EXERCISE AIM → Copy out the entries below, swapping "Practice" for "Exercise" everywhere it occurs and keeping everything else the same.

------------------------------------

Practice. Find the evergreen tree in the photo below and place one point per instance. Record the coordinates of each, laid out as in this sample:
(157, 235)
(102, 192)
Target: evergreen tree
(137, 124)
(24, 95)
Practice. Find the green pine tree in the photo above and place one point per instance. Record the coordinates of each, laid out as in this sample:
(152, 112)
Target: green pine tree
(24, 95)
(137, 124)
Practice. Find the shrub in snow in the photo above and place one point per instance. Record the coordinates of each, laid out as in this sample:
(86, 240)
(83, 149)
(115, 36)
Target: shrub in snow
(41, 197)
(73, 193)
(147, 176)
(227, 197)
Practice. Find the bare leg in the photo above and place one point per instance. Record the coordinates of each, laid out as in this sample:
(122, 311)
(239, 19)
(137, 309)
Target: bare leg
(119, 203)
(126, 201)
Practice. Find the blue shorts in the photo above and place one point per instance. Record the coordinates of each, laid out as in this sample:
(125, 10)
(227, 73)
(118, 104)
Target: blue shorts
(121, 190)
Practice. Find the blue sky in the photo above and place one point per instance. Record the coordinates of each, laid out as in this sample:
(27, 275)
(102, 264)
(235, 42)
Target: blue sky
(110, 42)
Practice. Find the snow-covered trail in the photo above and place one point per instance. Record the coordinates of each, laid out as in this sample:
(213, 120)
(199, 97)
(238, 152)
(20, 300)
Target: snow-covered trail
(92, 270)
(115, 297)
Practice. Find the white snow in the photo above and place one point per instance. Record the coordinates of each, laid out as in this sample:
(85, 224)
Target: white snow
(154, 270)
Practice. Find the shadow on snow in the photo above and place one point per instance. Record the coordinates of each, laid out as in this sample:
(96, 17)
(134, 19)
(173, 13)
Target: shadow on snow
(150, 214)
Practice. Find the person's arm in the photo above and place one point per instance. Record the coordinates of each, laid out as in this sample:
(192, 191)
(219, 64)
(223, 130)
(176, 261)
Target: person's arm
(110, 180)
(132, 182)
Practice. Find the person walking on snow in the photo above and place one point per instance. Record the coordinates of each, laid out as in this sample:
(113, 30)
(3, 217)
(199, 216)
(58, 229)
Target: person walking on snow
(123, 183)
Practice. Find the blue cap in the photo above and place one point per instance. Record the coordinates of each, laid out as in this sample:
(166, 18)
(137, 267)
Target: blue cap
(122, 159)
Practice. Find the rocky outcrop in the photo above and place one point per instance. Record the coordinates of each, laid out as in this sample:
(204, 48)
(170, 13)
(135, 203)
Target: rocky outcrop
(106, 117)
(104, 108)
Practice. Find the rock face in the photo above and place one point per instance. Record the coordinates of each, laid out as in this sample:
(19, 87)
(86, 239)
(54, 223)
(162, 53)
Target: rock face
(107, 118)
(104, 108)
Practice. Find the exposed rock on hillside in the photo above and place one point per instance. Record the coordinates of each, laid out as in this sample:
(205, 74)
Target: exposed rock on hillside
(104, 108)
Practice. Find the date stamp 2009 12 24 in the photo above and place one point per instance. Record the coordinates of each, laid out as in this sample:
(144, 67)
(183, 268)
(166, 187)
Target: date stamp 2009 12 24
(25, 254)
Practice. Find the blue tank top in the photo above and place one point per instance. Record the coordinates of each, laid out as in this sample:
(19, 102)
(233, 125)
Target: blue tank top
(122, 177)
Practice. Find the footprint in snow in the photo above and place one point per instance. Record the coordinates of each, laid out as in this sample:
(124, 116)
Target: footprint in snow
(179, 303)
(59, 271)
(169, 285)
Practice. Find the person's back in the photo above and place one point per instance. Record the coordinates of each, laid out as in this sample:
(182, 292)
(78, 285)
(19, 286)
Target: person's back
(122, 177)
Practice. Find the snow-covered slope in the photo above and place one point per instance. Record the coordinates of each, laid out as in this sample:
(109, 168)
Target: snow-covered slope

------------------------------------

THE COMPLETED TASK →
Exercise. Find the evergreen tree in the photo below and place one point per instance. Record the coordinates of each, laid out as in this sample:
(157, 235)
(102, 192)
Target: evergreen tree
(137, 124)
(24, 95)
Exercise. Find the green pine tree in the photo above and place one point per instance. Record the coordinates of each, laid out as in this sample:
(152, 112)
Target: green pine tree
(24, 95)
(137, 124)
Exercise. Find the shrub in snow in the photo above and place one point per instance. Record the coordinates of each, laid out as in this sample:
(86, 240)
(83, 149)
(115, 36)
Target: shrub in snow
(41, 197)
(73, 193)
(147, 176)
(227, 197)
Exercise. Find the bare leg in the photo above and place one point per instance. Record the coordinates of each, laid out as in this sample:
(122, 311)
(239, 19)
(137, 309)
Target: bare leg
(119, 203)
(126, 201)
Exercise. Find the blue shorts in the photo above and place one point per instance. Record the coordinates of each, laid out as in this sample:
(125, 10)
(227, 73)
(118, 104)
Target: blue shorts
(121, 190)
Exercise. Find the blue sky in the photo above and place one point per instance. Record the coordinates of each, laid out as in this sample:
(27, 275)
(102, 264)
(235, 42)
Target: blue sky
(110, 42)
Exercise. Find the snow-covered trail in the photo above and place one point per instance. Record the coordinates of each, laid out as in this sample:
(213, 120)
(199, 97)
(238, 152)
(20, 300)
Target: snow-covered trail
(92, 270)
(115, 297)
Exercise. Find the white snow in the photo above and place one point per instance. Record the coordinates of each, laid out as in this sample:
(85, 224)
Target: white snow
(154, 270)
Exercise. Find the shadow on snow in the photo above and place one point per instance. Record the coordinates of each, laid out as in this sample:
(96, 17)
(134, 19)
(173, 13)
Target: shadow on snow
(150, 214)
Exercise. Find the person's arm in the photo above and place one point per instance. Record the coordinates of each, laid out as in this sample:
(192, 191)
(219, 64)
(223, 130)
(176, 261)
Target: person's arm
(110, 180)
(132, 182)
Exercise. Find the person walking on snow in the photo above and place one point per instance. Record the coordinates of each, laid out as in this sample:
(113, 30)
(3, 217)
(199, 216)
(58, 229)
Target: person walking on snow
(123, 183)
Exercise. Find the blue cap in the photo above and place one point per instance. Record the coordinates of each, laid out as in this sample:
(166, 18)
(137, 267)
Target: blue cap
(122, 159)
Exercise. Find the rocky outcrop in the photo above and place one point per instance. Record the coordinates of each, laid out as in this sample:
(204, 48)
(170, 13)
(135, 203)
Target: rocky outcrop
(106, 117)
(104, 108)
Exercise. Find the rock face in the photo above and place one point per instance. Record the coordinates of each, laid out as in this sample:
(19, 87)
(86, 239)
(54, 223)
(162, 53)
Target: rock face
(107, 118)
(104, 108)
Exercise. Find the exposed rock on hillside in the photo above and place one point per instance. Record the coordinates of each, laid out as in this sample:
(205, 74)
Target: exposed rock on hillside
(104, 108)
Exercise. Find the date stamp 2009 12 24 in the photo above and place one point per instance. Record the coordinates of each, laid out as in this sample:
(144, 67)
(183, 268)
(166, 187)
Target: date stamp 2009 12 24
(25, 254)
Exercise. Find the blue tank top in the photo above and place one point per instance. Record the coordinates of each, laid out as in this sample:
(19, 102)
(233, 125)
Target: blue tank top
(122, 177)
Exercise. Find the footprint in snow in the photo above and place one point per instance. Record the coordinates of each, laid out as in this sample:
(124, 116)
Target: footprint in snow
(179, 303)
(59, 271)
(169, 285)
Exercise. Find the person's back in the photo above and place one point per instance. Record the coordinates of each, laid out as in this sample:
(182, 292)
(78, 285)
(19, 286)
Target: person's back
(122, 177)
Exercise. Find the snow-covered slope in the photo above and place one point per instance. Record the coordinates of each, laid out as in this sample:
(109, 168)
Target: snow-covered slope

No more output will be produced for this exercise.